El islam no quiso hacer morir en la cruz a Jesús, a quien tiene, junto con Moisés y Mahoma, por un gran profeta; en su lugar habrí­an ajusticiado a otro hombre (Corán 4,157-159). A semejantes construcciones de salvación recurrieron ya las doctrinas erróneas cristianas del siglo II: según el docetismo -de dokein = parecer- Jesús sólo tení­a un cuerpo aparente; según Marción, la crucifixión afectó sólo al cuerpo de Jesús, no a él mismo propiamente. De la época moderna, si prescindimos de Goethe (“A mí­ quieres hacerme Dios, a semejante lastimosa imagen pendiente del madero’, menos conocido es lo que dice Hegel: “Se suplica al que pende de la cruz. Con esta monstruosa asociación han luchado durante muchos siglos millones de almas que buscaban a Dios, y les ha torturado”. Y: “Según nuestras costumbres, esta nueva religión habrí­a de hacer de lo que antes era una cruz, a saber: el patí­bulo, lo que es ahora, su bandera” (cf Theologisehe Jugenschriften, 1798/99, 335). Nietzsche, en Más allá del bien y del mal (46), llamaba a la fe en Cristo, que Pablo estilizó sumamente; “lo más absurdo”. Los modernos, con su insensibilidad a cualquier terminologí­a cristiana, no perciben ya lo superlativamente horripilante que encerraba para el paladar antiguo la fórmula paradójica “Dios en la cruz”. Hasta ahora no ha existido nunca ni en ninguna parte una osadí­a semejante en invertir algo tan horrible como esta fórmula; ella prometí­a una inversión de todos los valores antiguos. La fe en Dios crucificado “se asemeja de manera terrible a un suicidio permanente de la razón” (46). Nietzsche, uno de los crí­ticos más implacables del cristianismo, comprendió con toda agudeza el absurdo que supone la fe en la cruz para los increyentes.

También, y justamente Pablo de Tarso -el primero y hasta ahora (¿y siempre?) el más grande teólogo del cristianismo, a quien debemos los primeros escritos del NT-, expuso sin miramientos para él y para nosotros lo “más absurdo” que puede haber en el evangelio -¡la alegre y buena nueva!- de la cruz, para la impresión y la experiencia (cf 1 Cor 1,17b-25). Según esto, la cruz de Jesús es escándalo para los judí­os, que piden señales del poder de Dios, como en la salida de Egipto; y es necedad, desatino (moria) para los griegos, que buscan la sabidurí­a razonable del mundo. Sin embargo, para el que “no desvirtúa la cruz de Cristo” (v. 17b), sino que la abraza en su dura paradoja, la palabra de la cruz (v. 18), rechazada como escándalo, puede ser prometedora. El escándalo que pierde se vuelve entonces salví­fico. Para los que se salvan por creer, la cruz no es impotencia y necedad, sino fuerza y sabidurí­a de Dios. Pues -otra paradoja prodigiosa-: “La locura de Dios es más sabia que los hombres, y la debilidad de Dios más fuerte que los hombres” (v. 25).
========================
### Tu objetivo:
Enumera los pensadores de la época moderna a los que cita el fragmento sobre la cruz. Usa únicamente el fragmento como fuente.
========================
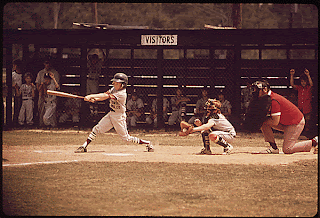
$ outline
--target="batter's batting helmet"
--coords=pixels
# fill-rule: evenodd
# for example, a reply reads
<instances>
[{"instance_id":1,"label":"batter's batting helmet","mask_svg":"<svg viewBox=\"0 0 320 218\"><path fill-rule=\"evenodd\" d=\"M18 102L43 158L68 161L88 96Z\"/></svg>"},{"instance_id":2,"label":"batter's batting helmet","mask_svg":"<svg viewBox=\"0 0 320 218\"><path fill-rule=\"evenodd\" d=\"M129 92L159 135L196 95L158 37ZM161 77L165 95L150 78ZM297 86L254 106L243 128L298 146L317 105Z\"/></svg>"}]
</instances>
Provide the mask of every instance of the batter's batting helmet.
<instances>
[{"instance_id":1,"label":"batter's batting helmet","mask_svg":"<svg viewBox=\"0 0 320 218\"><path fill-rule=\"evenodd\" d=\"M221 102L217 99L211 99L209 98L206 101L205 108L207 110L219 110L221 108Z\"/></svg>"},{"instance_id":2,"label":"batter's batting helmet","mask_svg":"<svg viewBox=\"0 0 320 218\"><path fill-rule=\"evenodd\" d=\"M124 73L116 73L111 81L122 83L123 87L128 85L128 76Z\"/></svg>"}]
</instances>

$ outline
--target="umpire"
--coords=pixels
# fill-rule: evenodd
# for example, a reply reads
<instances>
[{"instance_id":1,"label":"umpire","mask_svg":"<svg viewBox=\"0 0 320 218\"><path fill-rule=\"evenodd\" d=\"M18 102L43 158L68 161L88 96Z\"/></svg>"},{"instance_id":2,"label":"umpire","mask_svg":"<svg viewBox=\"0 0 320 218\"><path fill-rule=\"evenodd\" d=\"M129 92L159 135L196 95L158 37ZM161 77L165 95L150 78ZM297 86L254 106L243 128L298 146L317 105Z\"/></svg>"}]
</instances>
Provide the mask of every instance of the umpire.
<instances>
[{"instance_id":1,"label":"umpire","mask_svg":"<svg viewBox=\"0 0 320 218\"><path fill-rule=\"evenodd\" d=\"M262 123L261 131L270 148L261 151L261 154L279 154L272 129L284 132L282 150L285 154L296 152L318 151L318 136L311 140L298 142L297 140L304 129L305 119L301 111L285 97L270 90L267 81L256 81L252 84L253 95L258 98L270 96L271 109L268 118Z\"/></svg>"}]
</instances>

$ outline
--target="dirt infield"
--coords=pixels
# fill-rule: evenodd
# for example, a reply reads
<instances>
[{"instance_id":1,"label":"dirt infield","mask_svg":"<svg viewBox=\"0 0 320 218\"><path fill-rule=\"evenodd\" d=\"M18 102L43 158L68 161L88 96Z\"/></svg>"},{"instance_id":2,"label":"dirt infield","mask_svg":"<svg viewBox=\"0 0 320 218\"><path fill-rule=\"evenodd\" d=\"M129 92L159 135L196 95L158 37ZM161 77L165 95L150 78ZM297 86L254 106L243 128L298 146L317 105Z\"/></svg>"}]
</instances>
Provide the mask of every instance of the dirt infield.
<instances>
[{"instance_id":1,"label":"dirt infield","mask_svg":"<svg viewBox=\"0 0 320 218\"><path fill-rule=\"evenodd\" d=\"M41 132L45 134L45 131ZM47 131L48 134L58 135L59 132L52 133ZM60 132L65 134L66 132ZM72 132L71 132L72 133ZM87 132L77 133L82 138L86 138ZM143 145L135 145L132 143L123 143L119 141L115 133L103 134L105 138L112 138L117 144L97 144L92 143L88 147L88 152L83 154L74 153L74 150L79 146L74 145L61 145L56 141L53 145L18 145L9 146L3 144L3 166L19 166L24 164L36 163L59 163L59 162L168 162L168 163L205 163L205 164L263 164L263 165L284 165L293 163L300 160L316 159L317 155L312 152L295 153L292 155L280 154L251 154L258 152L266 147L257 147L258 144L263 144L261 135L240 135L236 138L234 149L230 155L221 155L222 147L211 145L211 150L214 155L195 155L201 149L199 146L189 143L184 144L184 141L198 142L198 135L190 135L188 137L178 137L174 133L158 133L158 134L137 134L142 138L151 137L150 140L155 142L155 152L146 152ZM141 136L142 135L142 136ZM281 137L281 135L280 135ZM166 143L165 138L175 138L177 141L175 145ZM182 141L181 142L179 142ZM281 138L279 139L281 144ZM119 144L119 142L121 144ZM172 142L171 142L172 143ZM185 143L187 144L187 143ZM252 145L252 146L250 146ZM253 147L254 146L254 147Z\"/></svg>"},{"instance_id":2,"label":"dirt infield","mask_svg":"<svg viewBox=\"0 0 320 218\"><path fill-rule=\"evenodd\" d=\"M3 166L63 162L167 162L167 163L202 163L202 164L263 164L285 165L301 160L316 159L311 152L292 155L250 154L264 147L234 148L230 155L221 155L221 148L214 147L216 155L195 155L199 151L191 146L155 146L155 152L146 152L144 146L138 145L94 145L87 153L77 154L76 145L55 146L14 146L3 147Z\"/></svg>"},{"instance_id":3,"label":"dirt infield","mask_svg":"<svg viewBox=\"0 0 320 218\"><path fill-rule=\"evenodd\" d=\"M12 216L313 217L318 155L251 154L261 134L239 133L230 155L196 155L200 135L132 132L155 152L89 131L3 132L3 212ZM303 138L301 139L303 140ZM276 134L282 150L282 135Z\"/></svg>"}]
</instances>

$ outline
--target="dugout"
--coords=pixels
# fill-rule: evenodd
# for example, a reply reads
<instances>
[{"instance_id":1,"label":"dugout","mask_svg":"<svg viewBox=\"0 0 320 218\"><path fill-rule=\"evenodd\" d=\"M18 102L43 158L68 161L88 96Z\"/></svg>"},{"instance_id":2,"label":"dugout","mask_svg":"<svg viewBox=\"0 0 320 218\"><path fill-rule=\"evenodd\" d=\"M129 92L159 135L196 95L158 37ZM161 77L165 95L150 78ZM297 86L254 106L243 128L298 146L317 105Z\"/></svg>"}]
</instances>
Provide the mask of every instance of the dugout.
<instances>
[{"instance_id":1,"label":"dugout","mask_svg":"<svg viewBox=\"0 0 320 218\"><path fill-rule=\"evenodd\" d=\"M156 94L162 104L163 96L170 98L182 86L191 98L188 116L193 115L200 89L208 87L210 97L224 90L234 117L239 117L240 93L247 79L267 79L275 92L289 96L289 70L296 69L297 83L307 68L314 82L313 111L318 113L318 29L4 30L3 71L7 73L3 82L8 89L3 123L8 127L12 126L11 69L16 45L22 48L26 71L36 76L47 53L60 73L61 90L69 92L73 87L82 95L86 94L87 53L91 48L103 49L106 62L99 91L109 88L116 72L124 72L129 76L129 96L138 90L146 114ZM101 117L107 110L105 102L99 102ZM83 124L86 116L82 110ZM161 116L158 120L163 126Z\"/></svg>"}]
</instances>

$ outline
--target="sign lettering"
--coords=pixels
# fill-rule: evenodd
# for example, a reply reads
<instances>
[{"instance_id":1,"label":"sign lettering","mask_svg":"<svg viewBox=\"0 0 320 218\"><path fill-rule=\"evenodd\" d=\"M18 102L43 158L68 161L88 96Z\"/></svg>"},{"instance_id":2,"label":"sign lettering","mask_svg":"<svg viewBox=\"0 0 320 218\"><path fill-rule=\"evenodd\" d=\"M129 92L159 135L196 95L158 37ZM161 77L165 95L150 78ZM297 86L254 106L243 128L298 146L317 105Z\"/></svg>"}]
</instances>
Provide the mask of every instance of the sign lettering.
<instances>
[{"instance_id":1,"label":"sign lettering","mask_svg":"<svg viewBox=\"0 0 320 218\"><path fill-rule=\"evenodd\" d=\"M178 45L178 35L141 35L141 45Z\"/></svg>"}]
</instances>

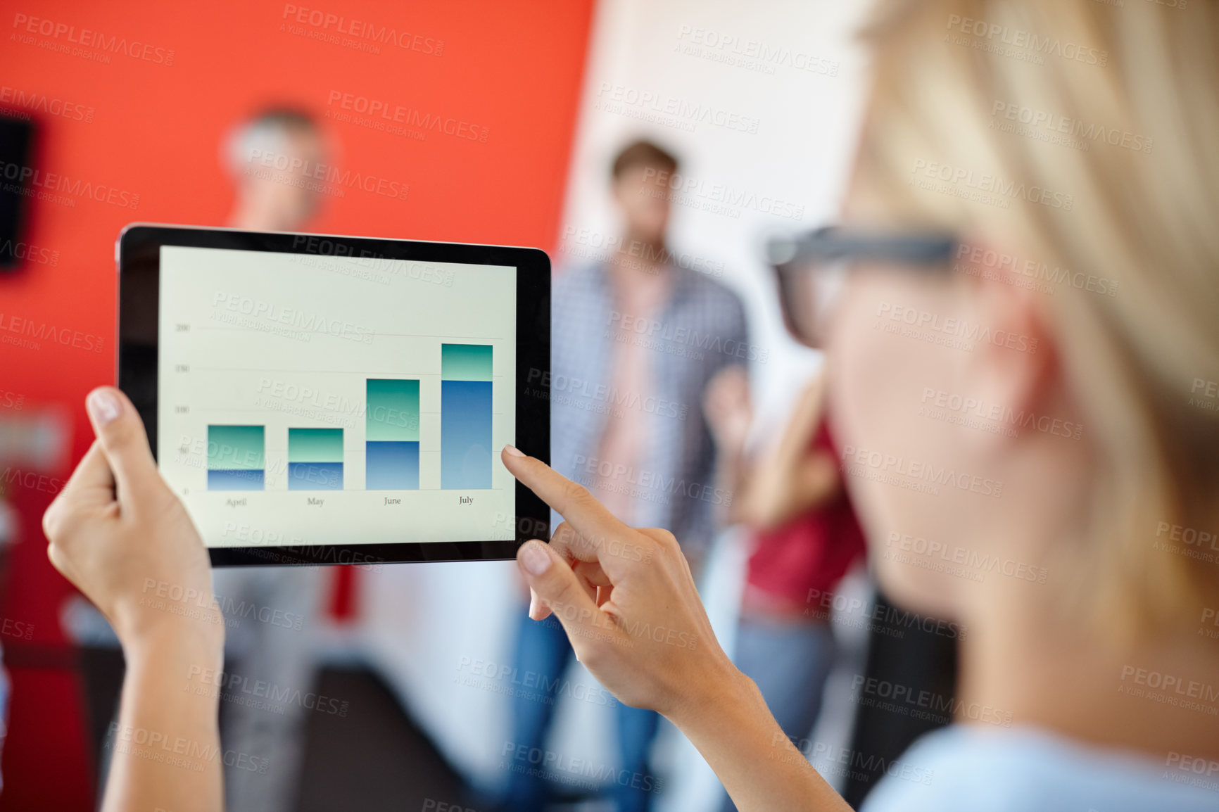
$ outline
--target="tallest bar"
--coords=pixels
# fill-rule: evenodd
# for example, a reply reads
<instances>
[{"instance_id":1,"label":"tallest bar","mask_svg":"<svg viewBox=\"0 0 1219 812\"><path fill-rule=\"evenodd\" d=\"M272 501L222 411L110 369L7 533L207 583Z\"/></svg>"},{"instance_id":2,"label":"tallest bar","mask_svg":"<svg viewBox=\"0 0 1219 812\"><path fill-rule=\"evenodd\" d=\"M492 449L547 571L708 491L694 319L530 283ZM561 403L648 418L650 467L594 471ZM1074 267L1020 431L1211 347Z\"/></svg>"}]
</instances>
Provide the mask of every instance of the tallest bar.
<instances>
[{"instance_id":1,"label":"tallest bar","mask_svg":"<svg viewBox=\"0 0 1219 812\"><path fill-rule=\"evenodd\" d=\"M440 345L440 486L491 486L491 345Z\"/></svg>"}]
</instances>

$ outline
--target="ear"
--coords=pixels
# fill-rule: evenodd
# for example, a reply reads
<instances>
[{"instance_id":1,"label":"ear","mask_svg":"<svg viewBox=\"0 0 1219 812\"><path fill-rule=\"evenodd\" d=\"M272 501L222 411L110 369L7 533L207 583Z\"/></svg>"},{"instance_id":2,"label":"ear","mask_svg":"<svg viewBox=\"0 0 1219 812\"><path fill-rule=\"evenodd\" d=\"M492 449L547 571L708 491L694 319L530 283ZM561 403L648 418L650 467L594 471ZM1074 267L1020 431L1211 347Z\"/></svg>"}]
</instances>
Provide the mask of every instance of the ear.
<instances>
[{"instance_id":1,"label":"ear","mask_svg":"<svg viewBox=\"0 0 1219 812\"><path fill-rule=\"evenodd\" d=\"M1042 283L1020 272L1019 254L987 238L963 241L953 261L965 297L963 312L975 324L973 352L964 365L962 395L978 404L974 416L987 424L1009 426L1022 435L1020 421L1062 410L1057 335L1050 318L1050 297ZM983 443L1007 444L1007 432L968 432Z\"/></svg>"}]
</instances>

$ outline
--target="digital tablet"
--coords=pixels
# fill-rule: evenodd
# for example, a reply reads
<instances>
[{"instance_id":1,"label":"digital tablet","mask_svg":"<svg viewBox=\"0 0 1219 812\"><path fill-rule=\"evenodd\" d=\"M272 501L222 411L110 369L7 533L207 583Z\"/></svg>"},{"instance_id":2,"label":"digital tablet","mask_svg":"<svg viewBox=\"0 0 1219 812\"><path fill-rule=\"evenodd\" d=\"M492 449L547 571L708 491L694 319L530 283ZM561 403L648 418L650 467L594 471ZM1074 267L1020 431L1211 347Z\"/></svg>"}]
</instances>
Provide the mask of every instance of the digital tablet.
<instances>
[{"instance_id":1,"label":"digital tablet","mask_svg":"<svg viewBox=\"0 0 1219 812\"><path fill-rule=\"evenodd\" d=\"M132 224L118 385L217 566L511 558L549 508L550 260Z\"/></svg>"}]
</instances>

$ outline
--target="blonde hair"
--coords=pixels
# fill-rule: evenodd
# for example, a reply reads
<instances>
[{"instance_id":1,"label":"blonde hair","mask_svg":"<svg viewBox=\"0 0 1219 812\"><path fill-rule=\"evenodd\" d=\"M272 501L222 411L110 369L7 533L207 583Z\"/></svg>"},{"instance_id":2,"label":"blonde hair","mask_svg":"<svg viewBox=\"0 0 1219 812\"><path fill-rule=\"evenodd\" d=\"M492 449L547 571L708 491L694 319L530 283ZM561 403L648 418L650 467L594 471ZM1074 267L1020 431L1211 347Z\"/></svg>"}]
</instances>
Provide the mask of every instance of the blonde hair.
<instances>
[{"instance_id":1,"label":"blonde hair","mask_svg":"<svg viewBox=\"0 0 1219 812\"><path fill-rule=\"evenodd\" d=\"M864 38L864 194L1115 282L1047 296L1100 457L1062 608L1123 638L1191 630L1219 555L1163 527L1219 529L1219 412L1191 400L1219 382L1217 4L883 0Z\"/></svg>"}]
</instances>

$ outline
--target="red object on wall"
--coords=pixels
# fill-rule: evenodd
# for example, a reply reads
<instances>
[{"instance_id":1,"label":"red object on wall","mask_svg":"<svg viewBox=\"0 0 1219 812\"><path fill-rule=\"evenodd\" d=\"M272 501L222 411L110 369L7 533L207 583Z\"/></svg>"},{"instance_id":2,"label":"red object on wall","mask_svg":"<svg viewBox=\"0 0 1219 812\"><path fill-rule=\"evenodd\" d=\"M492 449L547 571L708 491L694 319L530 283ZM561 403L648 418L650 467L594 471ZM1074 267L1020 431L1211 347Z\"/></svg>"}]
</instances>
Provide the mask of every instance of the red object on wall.
<instances>
[{"instance_id":1,"label":"red object on wall","mask_svg":"<svg viewBox=\"0 0 1219 812\"><path fill-rule=\"evenodd\" d=\"M48 194L30 201L26 235L45 251L0 276L0 390L71 408L73 460L93 436L84 395L113 383L115 238L137 221L223 224L233 190L221 143L263 106L311 111L341 169L410 187L405 199L375 185L328 195L312 230L555 244L592 0L4 5L0 112L35 121ZM384 117L397 107L414 135ZM20 501L40 511L46 500ZM22 524L21 545L38 555L13 556L21 589L4 611L29 614L37 643L67 651L49 607L71 586L41 552L38 516ZM46 751L83 735L79 686L65 674L15 674L0 810L91 808L89 768L62 745Z\"/></svg>"}]
</instances>

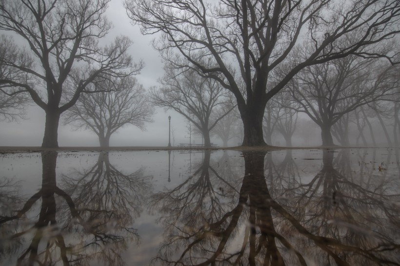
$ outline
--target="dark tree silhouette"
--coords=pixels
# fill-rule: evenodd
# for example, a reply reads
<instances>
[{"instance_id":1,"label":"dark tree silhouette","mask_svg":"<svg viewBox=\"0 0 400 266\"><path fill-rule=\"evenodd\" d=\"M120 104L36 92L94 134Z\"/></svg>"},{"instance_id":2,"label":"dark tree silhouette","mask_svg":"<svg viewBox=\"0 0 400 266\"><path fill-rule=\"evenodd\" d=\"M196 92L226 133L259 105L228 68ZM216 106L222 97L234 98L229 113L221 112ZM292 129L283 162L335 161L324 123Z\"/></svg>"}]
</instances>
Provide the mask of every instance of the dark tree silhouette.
========================
### Resultado de la tarea:
Goethe, Hegel y Nietzsche.